- **Texto proporcionado**:
+ + + + +

Sin embargo, y a pesar del tono doctoral de que se suelen revestir los artículos que lo invocan, el índice de Frank anda bastante desprestigiado en la literatura especializada desde hace muchos años. Ya en 1964, en un estudio comparativo de países latinoamericanos y europeos, el profesor Richard Bird sustituyó la noción de renta per cápita por la más elaborada de renta disponible. Y un año después, en un artículo crítico publicado en National Tax Journal, Henry Aaron terminó por negar al índice de Frank toda utilidad para la comparación de sistemas tributarios.

Una fórmula más aceptada es la propuesta en los años 80 en su estudio sobre federalismo fiscal por Joseph Pechman, en la que se pone en relación la recaudación efectiva con la capacidad fiscal, concepto éste que requiere un estudio individualizado de cada país o región para determinar las manifestaciones de capacidad económica susceptibles de ser gravadas.

Son muchos los inconvenientes del índice de Frank. Al introducir el factor de la población ocurre que variaciones de ésta producen por sí solas modificaciones del resultado final. Ignora la distribución de la renta y el reparto de la carga fiscal en cada país, a pesar de que su fundamento es cabalmente el distinto esfuerzo que la carga impositiva supone para rentas diferentes. Sin que olvidemos que al comparar niveles de renta entre países se ha de considerar también el coste de la vida en cada uno de ellos. Resulta muy llamativo, por lo demás, que quienes se basan en esta noción de esfuerzo fiscal para reclamar reducciones de impuestos aleguen por un lado que cuanto mayor es la renta menor es el sacrificio fiscal y abominen, por otro, precisamente de los tributos más progresivos.

Pero su mayor defecto es el que convierte su resultado en tan previsible como estéril. La presión fiscal es la relación entre recaudación y PIB; la renta per cápita es la relación entre PIB y población. Si para medir el esfuerzo fiscal ponemos la primera en el numerador de una nueva fracción y la segunda en el denominador, el resultado será siempre que a menor renta mayor esfuerzo y a la inversa. Es más, si convertimos la fracción hallaremos otra en la que el producto de recaudación por la población estará partido por el PIB al cuadrado, por lo que incrementos de la producción ocasionarán reducciones mayores del esfuerzo fiscal. Así, en Europa, serán España, Grecia y Portugal los países de mayor esfuerzo fiscal y, en España, Extremadura. Y estaremos sugiriendo siempre que a mayor pobreza de un país menores han de ser sus ingresos fiscales y más reducido su sector público, lo que en el fondo es más bien una garantía de subdesarrollo perpetuo.

+ + + + +

- **Datos extraídos**:
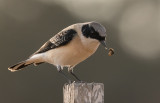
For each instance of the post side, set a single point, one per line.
(83, 93)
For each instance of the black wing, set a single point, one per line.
(60, 39)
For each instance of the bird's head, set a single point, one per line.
(94, 30)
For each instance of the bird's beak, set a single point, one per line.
(104, 43)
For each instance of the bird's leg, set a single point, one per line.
(71, 72)
(63, 74)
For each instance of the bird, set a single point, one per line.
(67, 48)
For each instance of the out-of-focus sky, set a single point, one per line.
(133, 30)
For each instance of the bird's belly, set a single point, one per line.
(68, 55)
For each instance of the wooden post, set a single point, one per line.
(83, 93)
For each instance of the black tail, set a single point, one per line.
(19, 66)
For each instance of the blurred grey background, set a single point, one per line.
(132, 75)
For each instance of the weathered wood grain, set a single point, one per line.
(83, 93)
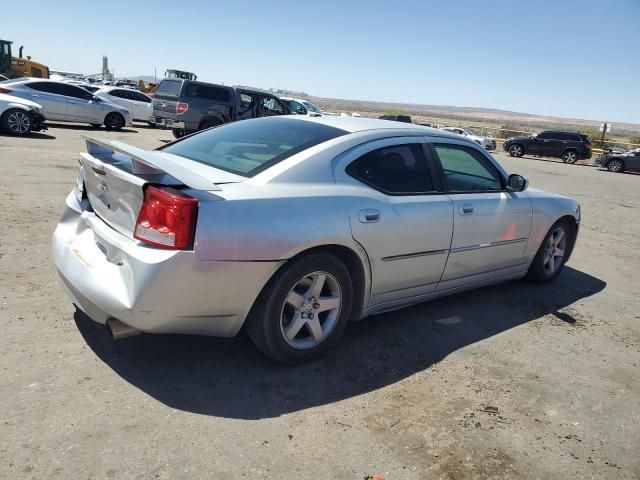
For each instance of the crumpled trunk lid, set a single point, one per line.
(115, 174)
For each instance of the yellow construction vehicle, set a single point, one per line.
(15, 67)
(171, 73)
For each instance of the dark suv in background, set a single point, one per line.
(568, 146)
(186, 106)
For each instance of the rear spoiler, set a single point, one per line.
(144, 162)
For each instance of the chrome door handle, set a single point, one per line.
(466, 209)
(369, 215)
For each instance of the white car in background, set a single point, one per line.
(487, 143)
(19, 116)
(68, 103)
(139, 104)
(300, 106)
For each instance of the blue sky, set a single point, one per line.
(566, 58)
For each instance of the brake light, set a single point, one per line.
(167, 219)
(181, 108)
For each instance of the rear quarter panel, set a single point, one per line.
(547, 209)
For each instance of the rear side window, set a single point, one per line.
(395, 170)
(169, 88)
(466, 169)
(249, 147)
(209, 92)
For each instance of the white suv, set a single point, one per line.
(487, 143)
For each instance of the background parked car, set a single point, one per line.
(139, 104)
(186, 106)
(487, 143)
(19, 116)
(300, 106)
(396, 118)
(621, 162)
(566, 145)
(69, 103)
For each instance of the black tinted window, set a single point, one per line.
(466, 169)
(118, 93)
(169, 88)
(139, 97)
(209, 92)
(396, 170)
(47, 87)
(76, 92)
(251, 146)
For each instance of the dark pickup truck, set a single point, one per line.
(186, 106)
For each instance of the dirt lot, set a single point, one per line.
(511, 381)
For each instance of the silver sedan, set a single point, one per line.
(293, 226)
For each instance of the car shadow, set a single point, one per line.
(229, 378)
(30, 135)
(88, 128)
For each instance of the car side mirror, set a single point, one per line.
(517, 183)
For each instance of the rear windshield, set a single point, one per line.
(249, 147)
(169, 88)
(209, 92)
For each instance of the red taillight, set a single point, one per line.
(181, 108)
(167, 219)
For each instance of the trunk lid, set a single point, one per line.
(115, 174)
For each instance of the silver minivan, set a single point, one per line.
(69, 103)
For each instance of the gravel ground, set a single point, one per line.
(511, 381)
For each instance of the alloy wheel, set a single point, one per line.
(554, 251)
(311, 310)
(19, 122)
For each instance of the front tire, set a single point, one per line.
(516, 150)
(615, 165)
(570, 156)
(550, 258)
(303, 310)
(16, 122)
(114, 121)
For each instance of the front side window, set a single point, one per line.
(395, 170)
(272, 106)
(246, 100)
(250, 147)
(466, 169)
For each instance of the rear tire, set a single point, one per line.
(553, 251)
(570, 156)
(16, 121)
(516, 150)
(303, 310)
(616, 165)
(114, 121)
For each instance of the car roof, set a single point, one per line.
(361, 124)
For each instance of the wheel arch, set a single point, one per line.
(357, 263)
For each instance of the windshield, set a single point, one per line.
(311, 106)
(251, 146)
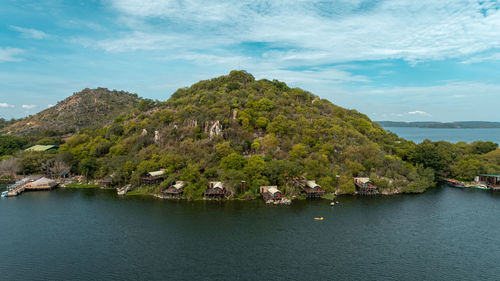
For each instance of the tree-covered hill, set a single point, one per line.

+ + + + +

- **Lista de tareas**:
• A. Indique si cada afirmación concuerda con el texto sobre el índice de Frank: (i) en 1964 Richard Bird sustituyó la noción de renta per cápita por la de renta disponible; (ii) el índice de Frank tiene en cuenta la distribución de la renta en cada país; (iii) la fórmula de Joseph Pechman relaciona la recaudación efectiva con la capacidad fiscal. Responda sí o no en cada caso y cite literalmente las palabras del texto que lo deciden.
• B. Resuma en dos oraciones el texto sobre el índice de Frank.
• C. Prosiga el texto sobre el índice de Frank a partir de su última oración.

- **Respuestas por tarea**:
• A.
(i) Sí: «Ya en 1964, en un estudio comparativo de países latinoamericanos y europeos, el profesor Richard Bird sustituyó la noción de renta per cápita por la más elaborada de renta disponible».
(ii) No: «Ignora la distribución de la renta y el reparto de la carga fiscal en cada país».
(iii) Sí: «en la que se pone en relación la recaudación efectiva con la capacidad fiscal».

• B. El índice de Frank está desprestigiado en la literatura especializada desde hace muchos años: Richard Bird lo modificó en 1964, Henry Aaron le negó toda utilidad para comparar sistemas tributarios, y hoy se acepta más la fórmula de Joseph Pechman, que relaciona la recaudación efectiva con la capacidad fiscal. Entre sus inconvenientes figuran que la población altera por sí sola el resultado y que ignora la distribución de la renta y de la carga fiscal, pero su mayor defecto es que siempre indica más esfuerzo fiscal cuanto menor es la renta, lo que sugiere que los países más pobres deben tener menos ingresos fiscales y un sector público más reducido.

• C.
Podría aducirse que también el concepto de presión fiscal tiene sus carencias. Nada nos informa tampoco sobre la distribución de la carga fiscal. Ni siquiera nos indica con seguridad una presión baja que lo sean en general nuestros tipos impositivos. La menguada recaudación podría deberse a un elevado volumen de fraude fiscal, al menos en parte, o incluso hallar su causa en razones extra fiscales. Si los rendimientos del trabajo aportan cerca del 80% de la cuota líquida del IRPF y, a pesar de ello, ofrecen un porcentaje menor de ingresos que en los países de nuestro entorno, tal vez el problema sean la precariedad laboral y los bajos salarios, que además lastrarán las cotizaciones sociales. Tampoco nos dice la presión fiscal cuál es la relación entre la contribución media y los servicios públicos que la ciudadanía recibe a cambio, la que se ha llamado presión fiscal neta, que afecta de modo muy intenso a nuestra percepción subjetiva de esfuerzo.

Todo esto es cierto. Pero, a diferencia del índice de esfuerzo fiscal, el porcentaje de presión ofrece una realidad inequívoca: la raquítica contribución al sostenimiento de servicios y bienes públicos de nuestra economía, uno de los más evidentes indicadores de nuestro endémico subdesarrollo social, que por cierto de modo tan trágico nos ha mostrado la crisis del coronavirus. Determinar las causas y hallar las vías de superación requiere un esfuerzo de debate colectivo que va mucho más lejos, pero siempre que la realidad sea reconocida.

Si tres amigos caen a un pozo, será razonable que discutan por qué cayeron y busquen la manera de salir. Lo que sería estúpido es negar que estén dentro de un pozo.